Lorsqu’une même peine accessoire ou complémentaire a été prononcée à l’occasion de plusieurs condamnations (par exemple, une ITF prononcée à la suite d’une condamnation pour un délit jugé par un tribunal correctionnel et d’une condamnation pour un crime jugé par une cour d’assises), la demande de relèvement de cette peine ne peut être formée que devant la dernière juridiction qui a statué, quand bien même elle serait d’un niveau inférieur17 ou d’une nature différente de l’autre juridiction.

 

Le troisième alinéa de l’article 702-1 du CPP précise que, sauf lorsqu’il s’agit d’une peine accessoire18, la demande de relèvement ne peut être portée devant la juridiction compétente qu’à l’issue d’un délai de six mois suivant la décision initiale de condamnation. En cas de refus, la personne condamnée ne peut présenter une autre demande qu’à l’expiration d’un nouveau délai de six mois après cette décision. Il en est de même, le cas échéant, des demandes ultérieures.

 

Le dernier alinéa de cet article dispose enfin que, sauf exception, les juridictions statuent sur la demande de relèvement dans une formation à juge unique19.

 

* L’article 703 du CPP apporte des précisions relatives au déroulement de la procédure de relèvement différé.

 

Il précise notamment que la demande de relèvement doit comporter certaines mentions obligatoires et être adressée, selon les cas, au procureur de la République ou au procureur général. La juridiction saisie statue alors en chambre du conseil sur les conclusions du ministère public, le requérant ou son conseil ayant été entendu ou dûment convoqué.

 

Le quatrième alinéa de cet article (les secondes dispositions objet de la décision commentée) dispose, quant à lui, que la décision prise par la juridiction est signifiée à la requête du ministère public lorsqu’elle est rendue hors de la présence du requérant ou de son conseil et qu’elle peut, selon le cas, être frappée d’appel ou déférée à la Cour de cassation.

 

En effet, les arrêts de la chambre d’instruction et des chambres des appels correctionnels étant, en application de l’article 567 du CPP, rendus en dernier ressort, ils sont insusceptibles d’appel.

 

La possibilité pour le requérant de faire appel de la décision prise sur sa demande de relèvement varie donc en fonction de la nature et du degré de la juridiction qui l’a prise.

 

- Si la peine complémentaire ou accessoire a été prononcée par une juridiction correctionnelle de première instance, la personne condamnée peut former une demande de relèvement devant cette juridiction et, en cas de refus, faire appel de sa décision. Elle bénéficie ainsi d’un double degré de juridiction.

 

- En revanche, si la peine complémentaire ou accessoire a été prononcée par une juridiction correctionnelle d’appel, en cas de refus de cette juridiction de faire droit à la demande de relèvement, la personne condamnée ne peut pas faire appel de cette décision. Il en va de même si la peine a été prononcée par une cour d’assises puisque la demande de relèvement ne peut alors être formée que devant la chambre de l’instruction, dont la décision n’est pas susceptible d’appel. Dans ces deux hypothèses, la personne condamnée dispose seulement de la possibilité de former un pourvoi en cassation à l’encontre de la décision de refus.

* Consignes
Reproduisez mot pour mot le passage du document sur le relèvement des peines, depuis « Le quatrième alinéa » jusqu'à « qui l’a prise. » inclus. La liste qui suit est un matériau indépendant du document.

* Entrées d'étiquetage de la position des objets
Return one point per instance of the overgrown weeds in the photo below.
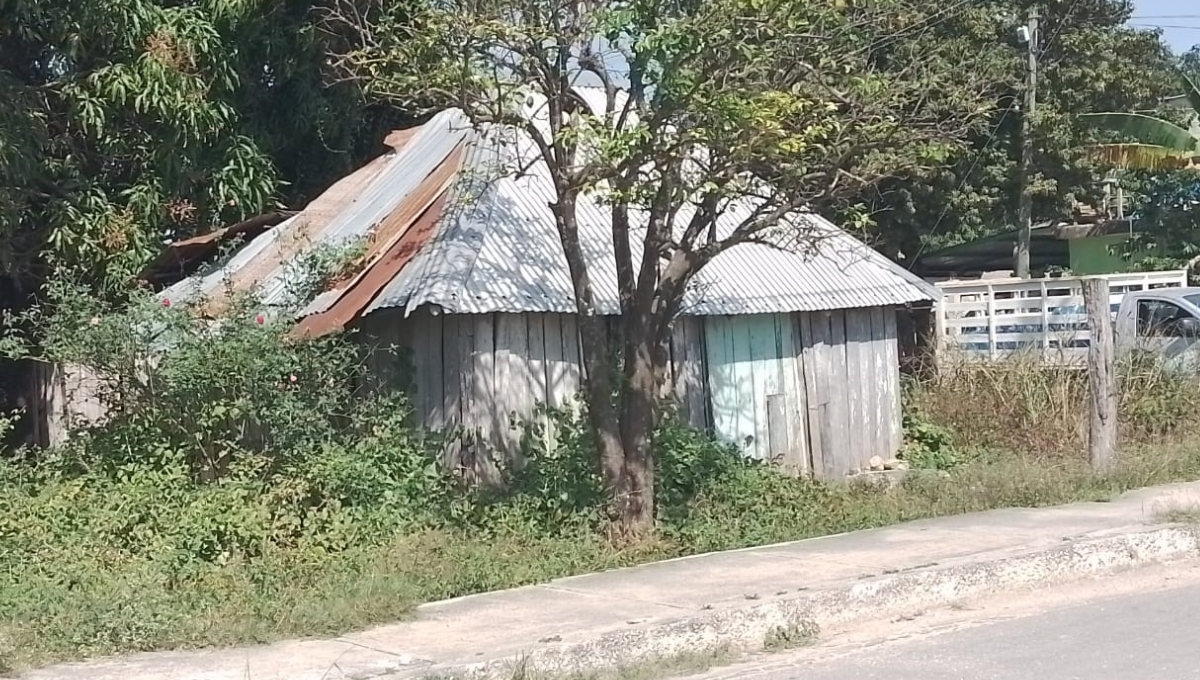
(245, 487)
(1024, 405)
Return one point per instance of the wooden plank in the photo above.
(451, 385)
(793, 385)
(537, 359)
(724, 396)
(892, 353)
(838, 395)
(763, 378)
(468, 413)
(881, 432)
(777, 428)
(739, 332)
(483, 420)
(813, 329)
(573, 363)
(538, 373)
(552, 337)
(514, 385)
(427, 367)
(857, 390)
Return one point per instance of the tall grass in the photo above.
(1023, 405)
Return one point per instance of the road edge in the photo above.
(750, 627)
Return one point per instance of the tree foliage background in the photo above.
(1089, 61)
(127, 124)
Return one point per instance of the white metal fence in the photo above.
(991, 319)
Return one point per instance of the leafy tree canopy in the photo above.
(1090, 61)
(124, 124)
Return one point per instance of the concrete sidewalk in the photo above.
(613, 618)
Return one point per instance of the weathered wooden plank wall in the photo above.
(850, 363)
(815, 391)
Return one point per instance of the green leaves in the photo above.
(167, 118)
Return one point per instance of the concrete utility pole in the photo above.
(1102, 380)
(1025, 209)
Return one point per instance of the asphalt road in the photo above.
(1152, 633)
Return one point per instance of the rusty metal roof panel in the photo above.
(402, 175)
(499, 251)
(345, 214)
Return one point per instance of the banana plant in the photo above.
(1149, 143)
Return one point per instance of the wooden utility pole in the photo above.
(1102, 380)
(1025, 209)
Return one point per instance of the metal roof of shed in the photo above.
(496, 248)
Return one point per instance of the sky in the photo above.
(1180, 20)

* Corrigé
Le quatrième alinéa de cet article (les secondes dispositions objet de la décision commentée) dispose, quant à lui, que la décision prise par la juridiction est signifiée à la requête du ministère public lorsqu’elle est rendue hors de la présence du requérant ou de son conseil et qu’elle peut, selon le cas, être frappée d’appel ou déférée à la Cour de cassation.

 

En effet, les arrêts de la chambre d’instruction et des chambres des appels correctionnels étant, en application de l’article 567 du CPP, rendus en dernier ressort, ils sont insusceptibles d’appel.

 

La possibilité pour le requérant de faire appel de la décision prise sur sa demande de relèvement varie donc en fonction de la nature et du degré de la juridiction qui l’a prise.